## SELECTED PASSAGE:
------------------------------------------------------------------------

Yes, my fellow occultists, agnostics, and ne'er-do-wells: The Golden Compass, a tale of magic, mystery, and an evil church (not much unlike the one on every street corner near you) was "The Big Bad" in this tale of a young child questioning the bigger things in life...

I know, I know--to most of you fantasy and sci-fi readers out there, this is SOOO been there, done that, it's like a bad remake of Buck Rogers with Paulie Shore in the lead role...

But between Harry Potter, The Lord of the Rings, and The Chronicles of Narnia (Oh, wait! Chronicles doesn't count!!), you'd think every child in the world actually believed they could whip a rabbit out of a hat and praise Satan until the cows came home!

I think a lot of the--shall we say "horror" and "outrage"?--at such films is rooted in one very simple concept, as was pointed out in a wonderfully brilliant movie called Hogfather that I watched a few weekends ago:

Death: Humans need fantasy to be human. To be the place where the falling angel meets the rising ape.
Susan: With tooth fairies? Hogfathers?
Death: Yes. As practice, you have to start out learning to believe the little lies.

------------------------------------------------------------------------

## SUPPLIED ENTRIES:
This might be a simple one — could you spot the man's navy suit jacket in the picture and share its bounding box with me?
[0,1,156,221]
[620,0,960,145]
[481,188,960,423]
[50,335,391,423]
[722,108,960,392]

------------------------------------------------------------------------

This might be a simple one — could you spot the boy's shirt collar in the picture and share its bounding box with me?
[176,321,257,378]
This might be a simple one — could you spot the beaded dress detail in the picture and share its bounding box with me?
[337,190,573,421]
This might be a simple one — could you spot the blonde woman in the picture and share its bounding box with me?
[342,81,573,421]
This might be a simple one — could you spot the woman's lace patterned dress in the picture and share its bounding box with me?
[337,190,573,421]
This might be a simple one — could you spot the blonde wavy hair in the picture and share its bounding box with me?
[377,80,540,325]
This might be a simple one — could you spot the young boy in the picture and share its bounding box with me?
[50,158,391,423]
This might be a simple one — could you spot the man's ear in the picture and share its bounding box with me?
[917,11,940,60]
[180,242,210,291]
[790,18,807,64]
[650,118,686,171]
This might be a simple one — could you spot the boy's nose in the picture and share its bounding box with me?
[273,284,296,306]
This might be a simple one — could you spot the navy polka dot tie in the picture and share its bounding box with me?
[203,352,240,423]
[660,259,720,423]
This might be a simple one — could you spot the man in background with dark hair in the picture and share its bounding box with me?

------------------------------------------------------------------------

Continue the piece about the outrage over The Golden Compass and other fantasy films, starting right after its last sentence.

Susan: So we can believe the big ones?
Death: Yes. Justice, mercy, duty. That sort of thing.
Susan: They're not the same at all.
Death: You think so? Then take the universe and grind it down to the finest powder, and sieve it through the finest sieve, and then show me one atom of justice, one molecule of mercy. And yet, you try to act as if there is some ideal order in the world. As if there is some, some rightness in the universe, by which it may be judged.
Susan: But people have got to believe that, or what's the point?
Death: You need to believe in things that aren't true. How else can they become?
I'm a bit surprised the fundies haven't discovered this little gem and railed against it yet...

The point being that, if children realize that fantasy is fantasy, and magic is just imagination and smoke and mirrors, how can they be expected to take this silly idea of god seriously? Can you just hear it?:

Right-Wing Nut: We can't let them see that evil movie! It's all about magic and demons! It's evil!
Average Joe: What's the harm? It's only a story...
Right-Wing Nut: "Only a story"?! Do you realize the damage this could do?! Soon it's, "Can I have a magic wand?" and "Can I pull a rabbit out of a hat?", and that's not a long stretch from "Well, if that's only a trick, then how do you know Jesus' water-to-wine thing wasn't all just a trick?" Soon they'll be questioning EVERYTHING! And then who'll pay for the new church roof! I'll tell you, NO ONE! And all because some child said "Why?" We can't have this kind of free-thinking going on! What would Jesus think?!
Average Joe: Uh...
They've said it before, they'll say it again: YHWH forbids it!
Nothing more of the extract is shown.